> MATERIAL TO PROCESS
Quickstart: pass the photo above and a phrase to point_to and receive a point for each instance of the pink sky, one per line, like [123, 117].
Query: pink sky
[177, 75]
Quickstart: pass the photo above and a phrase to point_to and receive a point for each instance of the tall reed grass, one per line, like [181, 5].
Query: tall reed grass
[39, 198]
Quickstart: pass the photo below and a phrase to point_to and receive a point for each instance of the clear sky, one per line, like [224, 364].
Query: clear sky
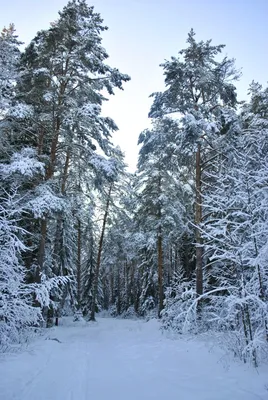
[143, 33]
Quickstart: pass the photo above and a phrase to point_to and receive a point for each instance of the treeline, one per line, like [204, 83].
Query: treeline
[184, 238]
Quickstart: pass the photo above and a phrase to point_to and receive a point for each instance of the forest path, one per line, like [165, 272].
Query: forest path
[125, 360]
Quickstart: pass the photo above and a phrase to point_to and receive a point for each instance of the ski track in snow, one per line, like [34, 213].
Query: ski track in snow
[125, 360]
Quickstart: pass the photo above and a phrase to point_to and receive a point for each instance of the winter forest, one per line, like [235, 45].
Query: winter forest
[183, 239]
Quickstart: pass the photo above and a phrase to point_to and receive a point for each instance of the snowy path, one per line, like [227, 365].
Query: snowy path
[124, 360]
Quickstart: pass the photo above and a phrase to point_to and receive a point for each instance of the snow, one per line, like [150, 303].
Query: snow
[125, 360]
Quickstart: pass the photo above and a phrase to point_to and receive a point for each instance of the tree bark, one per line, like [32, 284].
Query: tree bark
[97, 271]
[78, 264]
[160, 273]
[198, 219]
[160, 255]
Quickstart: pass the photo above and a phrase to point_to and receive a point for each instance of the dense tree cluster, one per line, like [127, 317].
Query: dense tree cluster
[184, 238]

> AIM OF THE EXERCISE
Rewrite all of the data above, changing every "photo" to "image" and keeping everything else the same. Omit the pictures from your answer.

> EXERCISE RESPONSE
Quickstart: pass the image above and a phrase to point_to and receive a point for each instance of the pink sky, one per line, like [123, 117].
Query: pink sky
[177, 75]
Quickstart: pass the image above and a phrase to point_to and receive a point for each instance of the tall reed grass, one per line, like [181, 5].
Query: tall reed grass
[39, 198]
Quickstart: pass the image below and a phrase to point_to and receive a point for each instance of the clear sky, one per line, like [224, 364].
Query: clear sky
[143, 33]
Quickstart: pass the image above and a phrase to point_to and receive a point for each instance of the treeline, one per line, like [204, 83].
Query: treeline
[184, 238]
Quickstart: pass the image above and a phrase to point_to and receive a point for each instance of the forest path, one per line, like [165, 272].
Query: forest path
[125, 360]
Quickstart: pass the image above and a phrase to point_to and receive a point for each instance of the ski track in snow, one per line, like [34, 213].
Query: ski track in snow
[125, 360]
Quickstart: pass the image above and a phrase to point_to and receive a point for each instance of the winter forest, one per line, like [235, 45].
Query: winter forest
[183, 239]
Quickstart: pass the image above and a phrase to point_to and receive a point for each instance of the snowy path, one per line, like [227, 365].
Query: snowy path
[124, 360]
Quickstart: pass the image above and a phrase to point_to and receive a point for each instance of the snow, one per line, like [150, 303].
Query: snow
[125, 360]
Quickstart: pass the image above and a phrase to point_to and receive a point for each instance of the tree bark, one per line, like [32, 284].
Query: tree bark
[97, 271]
[78, 264]
[160, 273]
[198, 219]
[160, 255]
Quickstart: pass the image above and a phrase to point_to and receive a point for each instance of the dense tree cluster, one per line, like [127, 317].
Query: dense tree cluster
[184, 238]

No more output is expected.